Der neue Bericht «We did not believe we would survive: Killings, rape and looting in Juba» dokumentiert Verstösse gegen das Völkerrecht durch Regierungstruppen und die enttäuschende Reaktion der Vereinten Nationen (Uno) darauf.
Grundlage für den Bericht sind Recherchen, die Amnesty im Juli, August und September 2016 vor Ort selbst durchführte. Der Bericht schildert gezielte Tötungen, willkürliche Angriffe, Vergewaltigungen und massive Plünderungen durch die südsudanesischen Truppen.
Forderung nach Waffenembargo
«Es ist beschämend, dass die sudanesische Regierung ohne Einschränkungen Waffen kaufen kann, obwohl sie diese immer wieder einsetzt, um Menschenrechtsverletzungen und Verbrechen im Sinne des Völkerrechts zu begehen. Die Uno muss endlich ein umfassendes Waffenembargo verhängen. Ansonsten muss sie damit rechnen, als mitschuldig an diesen Verbrechen betrachtet zu werden», erklärte Joanne Mariner, leitende Beraterin von Amnesty International für Krisenarbeit.
«Es muss ein wirksamer Mechanismus etabliert werden, um die Einhaltung eines Waffenembargos zu überwachen. Staaten dürfen keinen Gewinn mit Waffen machen, die zum Töten von Zivilpersonen genutzt werden.»
Waffeneinsatz gegen Zivilpersonen
Die sechsjährige Joy Kamisa wurde durch eine Rakete getötet, die von einem Kampfhubschrauber abgeschossen wurde und das Haus ihrer Grossmutter im Stadtteil Gudele von Juba traf.
+===+
• [Aufgaben zur Übung]:
(A) In welchen Monaten hat Amnesty laut dem Artikel über die Gewalt in Juba selbst vor Ort recherchiert?
(B) Führe den Artikel über die Gewalt in Juba im Anschluss an seinen letzten Satz weiter.
+===+
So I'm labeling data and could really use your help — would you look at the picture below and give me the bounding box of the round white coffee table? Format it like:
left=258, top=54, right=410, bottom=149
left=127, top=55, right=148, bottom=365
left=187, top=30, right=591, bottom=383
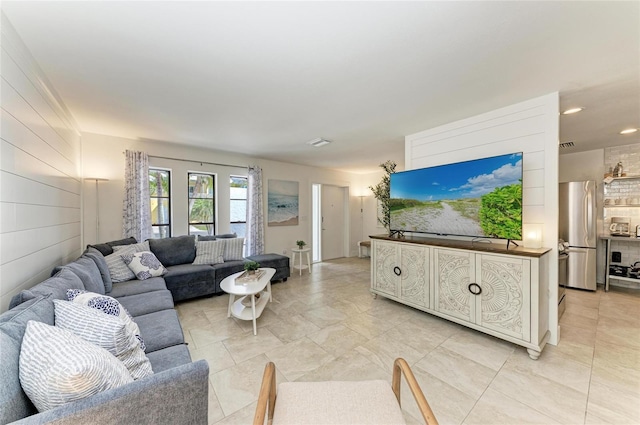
left=220, top=268, right=276, bottom=335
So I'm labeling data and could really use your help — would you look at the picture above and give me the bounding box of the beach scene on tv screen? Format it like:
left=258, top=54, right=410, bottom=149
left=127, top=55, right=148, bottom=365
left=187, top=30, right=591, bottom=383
left=390, top=153, right=522, bottom=240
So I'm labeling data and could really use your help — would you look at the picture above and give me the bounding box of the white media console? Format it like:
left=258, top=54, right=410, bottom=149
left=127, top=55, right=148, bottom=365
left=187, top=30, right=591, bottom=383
left=371, top=236, right=551, bottom=360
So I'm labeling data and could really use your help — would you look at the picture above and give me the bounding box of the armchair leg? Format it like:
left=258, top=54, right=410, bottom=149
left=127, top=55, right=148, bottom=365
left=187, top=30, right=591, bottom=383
left=391, top=357, right=438, bottom=425
left=253, top=362, right=276, bottom=425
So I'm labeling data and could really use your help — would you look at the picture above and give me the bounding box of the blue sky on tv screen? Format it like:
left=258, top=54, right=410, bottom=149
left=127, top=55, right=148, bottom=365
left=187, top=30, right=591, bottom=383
left=391, top=152, right=522, bottom=201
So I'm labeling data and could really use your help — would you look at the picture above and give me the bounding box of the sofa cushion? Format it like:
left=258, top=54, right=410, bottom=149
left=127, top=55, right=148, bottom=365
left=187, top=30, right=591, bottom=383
left=198, top=233, right=238, bottom=241
left=67, top=289, right=145, bottom=350
left=211, top=260, right=245, bottom=284
left=247, top=254, right=289, bottom=269
left=193, top=240, right=225, bottom=264
left=118, top=289, right=174, bottom=316
left=105, top=241, right=149, bottom=283
left=136, top=310, right=184, bottom=353
left=0, top=296, right=54, bottom=424
left=87, top=236, right=138, bottom=257
left=9, top=269, right=84, bottom=309
left=19, top=320, right=133, bottom=411
left=121, top=251, right=167, bottom=280
left=53, top=300, right=153, bottom=380
left=164, top=264, right=218, bottom=301
left=149, top=235, right=196, bottom=267
left=222, top=238, right=244, bottom=261
left=51, top=256, right=105, bottom=294
left=83, top=248, right=113, bottom=293
left=147, top=344, right=191, bottom=373
left=109, top=277, right=167, bottom=299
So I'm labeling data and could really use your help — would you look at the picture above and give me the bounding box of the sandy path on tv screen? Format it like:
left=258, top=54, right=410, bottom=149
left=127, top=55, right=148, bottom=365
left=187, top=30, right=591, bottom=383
left=394, top=202, right=484, bottom=235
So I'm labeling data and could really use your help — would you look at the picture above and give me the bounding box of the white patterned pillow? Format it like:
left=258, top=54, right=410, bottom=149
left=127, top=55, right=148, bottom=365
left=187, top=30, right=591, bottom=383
left=67, top=289, right=146, bottom=351
left=53, top=300, right=153, bottom=380
left=104, top=241, right=149, bottom=283
left=221, top=238, right=244, bottom=261
left=193, top=239, right=225, bottom=264
left=19, top=320, right=133, bottom=412
left=121, top=251, right=168, bottom=280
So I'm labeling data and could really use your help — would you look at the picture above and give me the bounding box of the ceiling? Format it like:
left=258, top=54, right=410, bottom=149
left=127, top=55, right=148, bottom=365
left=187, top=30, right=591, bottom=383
left=1, top=1, right=640, bottom=172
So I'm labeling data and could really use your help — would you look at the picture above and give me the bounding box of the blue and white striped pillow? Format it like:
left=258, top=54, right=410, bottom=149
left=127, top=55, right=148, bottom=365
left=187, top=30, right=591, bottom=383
left=19, top=320, right=133, bottom=412
left=221, top=238, right=244, bottom=261
left=193, top=240, right=225, bottom=264
left=53, top=300, right=153, bottom=380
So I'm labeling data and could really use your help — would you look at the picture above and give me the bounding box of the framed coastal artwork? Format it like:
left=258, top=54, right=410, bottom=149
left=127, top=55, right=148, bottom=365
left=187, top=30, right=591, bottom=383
left=267, top=179, right=299, bottom=226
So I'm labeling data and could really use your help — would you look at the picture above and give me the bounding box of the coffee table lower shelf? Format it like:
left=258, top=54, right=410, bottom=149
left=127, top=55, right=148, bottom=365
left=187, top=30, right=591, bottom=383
left=231, top=291, right=269, bottom=320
+===+
• [Lösungen zur Übung]:
(A) Im Juli, August und September 2016.

(B)
Die zweieinhalbjährige Nyamuch erlag Kopfverletzungen, die durch einen Granatsplitter verursacht worden waren. Sie und mehrere ihrer Geschwister wohnten in einer Schutzzone, die speziell für Zivilpersonen auf dem Uno-Stützpunkt im Stadtteil Jebel in Juba eingerichtet worden war. Sie wurden von einem Sprengsatz getroffen, als sie versuchten, den Hauptstützpunkt der Uno zu erreichen, um sich dort in Sicherheit zu bringen.
Menschliche Schutzschilde
Der Bericht dokumentiert auch Verstösse der bewaffneten Oppositionsgruppe Sudan People's Liberation Army-in-Opposition (SPLA-IO). So wird beschrieben, wie Kämpferinnen und Kämpfer der Opposition am 10. und 11. Juli 2016 in die Schutzzonen des Uno-Stützpunkts im Stadtteil Jebel eindrangen.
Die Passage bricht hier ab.